Part of a data file:
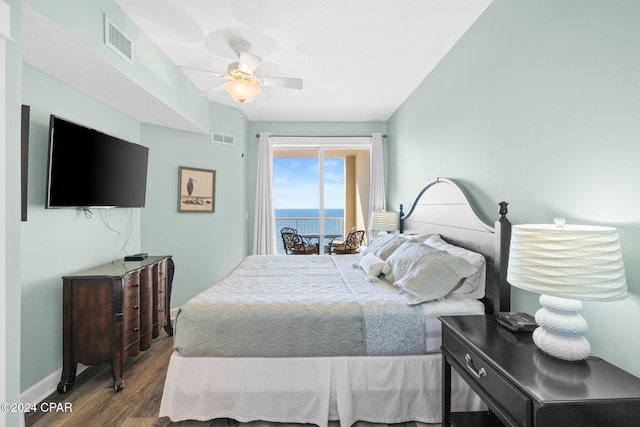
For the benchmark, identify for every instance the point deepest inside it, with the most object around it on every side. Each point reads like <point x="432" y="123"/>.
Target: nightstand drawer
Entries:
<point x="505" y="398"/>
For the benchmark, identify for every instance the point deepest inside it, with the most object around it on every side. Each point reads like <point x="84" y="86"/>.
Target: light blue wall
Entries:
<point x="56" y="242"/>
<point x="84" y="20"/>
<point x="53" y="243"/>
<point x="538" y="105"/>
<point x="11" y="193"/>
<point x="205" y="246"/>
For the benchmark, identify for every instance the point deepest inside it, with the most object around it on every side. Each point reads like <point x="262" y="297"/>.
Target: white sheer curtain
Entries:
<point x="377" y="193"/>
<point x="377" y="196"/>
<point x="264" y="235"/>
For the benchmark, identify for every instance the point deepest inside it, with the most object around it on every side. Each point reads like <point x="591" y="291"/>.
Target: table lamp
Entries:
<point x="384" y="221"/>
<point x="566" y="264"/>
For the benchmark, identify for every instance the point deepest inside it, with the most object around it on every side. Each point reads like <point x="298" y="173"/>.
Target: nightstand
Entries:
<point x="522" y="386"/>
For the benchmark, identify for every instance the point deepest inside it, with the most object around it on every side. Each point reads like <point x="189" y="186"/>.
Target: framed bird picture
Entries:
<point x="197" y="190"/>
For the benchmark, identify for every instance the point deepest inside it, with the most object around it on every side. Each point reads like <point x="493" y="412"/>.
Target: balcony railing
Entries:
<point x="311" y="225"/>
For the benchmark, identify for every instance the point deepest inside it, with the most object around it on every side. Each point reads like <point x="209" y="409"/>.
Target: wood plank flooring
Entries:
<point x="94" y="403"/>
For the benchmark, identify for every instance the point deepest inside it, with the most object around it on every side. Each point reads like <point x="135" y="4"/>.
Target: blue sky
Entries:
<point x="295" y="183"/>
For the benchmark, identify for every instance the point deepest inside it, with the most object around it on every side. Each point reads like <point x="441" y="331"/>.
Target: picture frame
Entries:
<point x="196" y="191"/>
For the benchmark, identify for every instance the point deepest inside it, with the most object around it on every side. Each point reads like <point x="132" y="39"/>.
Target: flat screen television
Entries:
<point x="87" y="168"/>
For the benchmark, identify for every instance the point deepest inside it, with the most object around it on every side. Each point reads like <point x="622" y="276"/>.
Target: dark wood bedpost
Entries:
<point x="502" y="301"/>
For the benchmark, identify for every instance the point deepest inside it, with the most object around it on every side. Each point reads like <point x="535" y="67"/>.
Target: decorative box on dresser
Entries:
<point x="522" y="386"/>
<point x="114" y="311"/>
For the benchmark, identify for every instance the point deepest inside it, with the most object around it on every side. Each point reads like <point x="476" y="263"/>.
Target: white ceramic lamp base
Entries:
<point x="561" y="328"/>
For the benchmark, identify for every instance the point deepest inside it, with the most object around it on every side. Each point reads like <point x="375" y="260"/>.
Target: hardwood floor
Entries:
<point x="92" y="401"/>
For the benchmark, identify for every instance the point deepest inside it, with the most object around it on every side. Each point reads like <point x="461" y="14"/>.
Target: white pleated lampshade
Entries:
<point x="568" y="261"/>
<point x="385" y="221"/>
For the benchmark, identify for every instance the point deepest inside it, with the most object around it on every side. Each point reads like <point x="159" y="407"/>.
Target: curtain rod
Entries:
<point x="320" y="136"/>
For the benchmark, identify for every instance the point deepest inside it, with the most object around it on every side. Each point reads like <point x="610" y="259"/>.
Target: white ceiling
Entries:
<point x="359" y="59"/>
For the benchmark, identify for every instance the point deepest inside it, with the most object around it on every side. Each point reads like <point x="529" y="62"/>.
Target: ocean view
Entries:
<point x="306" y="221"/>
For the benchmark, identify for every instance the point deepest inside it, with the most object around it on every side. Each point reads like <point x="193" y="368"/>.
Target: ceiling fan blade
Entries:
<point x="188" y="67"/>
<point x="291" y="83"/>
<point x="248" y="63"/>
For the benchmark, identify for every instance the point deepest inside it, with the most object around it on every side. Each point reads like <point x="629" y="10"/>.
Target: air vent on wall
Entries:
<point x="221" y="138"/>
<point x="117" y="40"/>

WHAT IS BEING ASKED
Pictures in the records above should not be copied. Repeat everything else exactly.

FULL RESPONSE
For the benchmark, identify for every instance the point deepest inside it, with the most object around it on every side. Each point reads like <point x="432" y="123"/>.
Target: nightstand drawer
Entries:
<point x="505" y="398"/>
For the benchmark, identify for every instance the point deepest inside it, with the most object around it on every side. Each point reads like <point x="84" y="86"/>.
Target: light blue wall
Entries:
<point x="56" y="242"/>
<point x="84" y="20"/>
<point x="53" y="243"/>
<point x="538" y="105"/>
<point x="11" y="193"/>
<point x="205" y="246"/>
For the benchmark, identify for every instance the point deepest inside it, with the most object around it on every side. Each point reads like <point x="262" y="297"/>.
Target: white sheer curtain
Entries:
<point x="377" y="193"/>
<point x="377" y="196"/>
<point x="264" y="235"/>
For the benchmark, identify for every instance the point deepest inside it, with the most object around it on every side. Each point reads like <point x="591" y="291"/>.
Target: table lamp
Entries:
<point x="384" y="221"/>
<point x="566" y="264"/>
For the benchmark, identify for every instance the point deepest inside it, with the most object around it on every side. Each point reads like <point x="298" y="173"/>.
Target: nightstand
Entries:
<point x="522" y="386"/>
For the benchmark, identify for every instance the point deepest inside it, with the most object around it on every side. Each point reads like <point x="189" y="186"/>.
Target: framed bird picture
Entries:
<point x="197" y="190"/>
For the benchmark, identify for every instance the point deepest inside it, with the most object around it on every side. Each point reads like <point x="493" y="412"/>.
Target: balcony railing
Entries:
<point x="311" y="225"/>
For the benchmark, identify for every instance the point deepest inside it, with the most object around it on every side. Each point reads like <point x="209" y="409"/>.
Target: wood plank flooring
Entries:
<point x="94" y="403"/>
For the benchmark, identify for every instance the point deepest inside it, with the most object around it on every side. Each point reads like <point x="135" y="4"/>.
Target: blue sky
Entries:
<point x="295" y="183"/>
For the benchmark, identify for every instance the point deepest inside it, with the most object around it on every side. Each point reads like <point x="441" y="331"/>.
Target: picture frame
Entries:
<point x="196" y="191"/>
For the benchmark, identify for every instance the point deepest inside it, with the most object around it on every side. Each point reads like <point x="132" y="39"/>.
Target: flat screen television
Entries:
<point x="87" y="168"/>
For the benchmark, identify for every instance the point deepest inside it, with the most object around it on every side. Each point reads like <point x="622" y="276"/>.
Target: dark wood bedpost
Entries:
<point x="502" y="301"/>
For the benchmark, identify for every instance the point deepest inside it, with the most object around it on every side. Each point reads like <point x="535" y="67"/>.
Target: decorative box on dresser
Entries:
<point x="522" y="386"/>
<point x="114" y="311"/>
For the benchmark, identify for every instance the point deepest inside it, with the most object around it on every side. Each point reads like <point x="476" y="263"/>.
Target: white ceramic lamp base
Entries:
<point x="561" y="328"/>
For the benchmark, identify for every instance the point deepest inside it, with the most object around it on every side. Each point reads like <point x="375" y="260"/>.
Target: hardwood floor
Entries:
<point x="92" y="401"/>
For the benchmark, identify for every instance the point deepest inside it, with the most object around it on every side. Each point reads like <point x="461" y="14"/>.
Target: white pleated lampshade
Entries:
<point x="568" y="261"/>
<point x="385" y="221"/>
For the benchmark, identify for every instance the point deepest inside it, with the most object around it on every side. Each point reads like <point x="159" y="407"/>.
Target: curtain rod
Entries:
<point x="320" y="136"/>
For the benchmark, identify for every instance the point deepest inside it, with the most object around it on every side. Each point reads like <point x="610" y="259"/>.
Target: white ceiling
Entries:
<point x="359" y="59"/>
For the benchmark, identify for every instance the point deepest inside it, with the most object around it on every side. Each point reads like <point x="529" y="62"/>.
Target: ocean view
Entries:
<point x="306" y="221"/>
For the benchmark, identify for every instance the point deepest inside it, with the most object around it on every side. Each point reads like <point x="193" y="368"/>.
Target: ceiling fan blade
Entries:
<point x="188" y="67"/>
<point x="291" y="83"/>
<point x="248" y="63"/>
For the benchmark, identify for every instance the point deepest inside it, with the most object around it on every side. Each point reads like <point x="629" y="10"/>.
Target: air vent on wall
Entries:
<point x="221" y="138"/>
<point x="117" y="40"/>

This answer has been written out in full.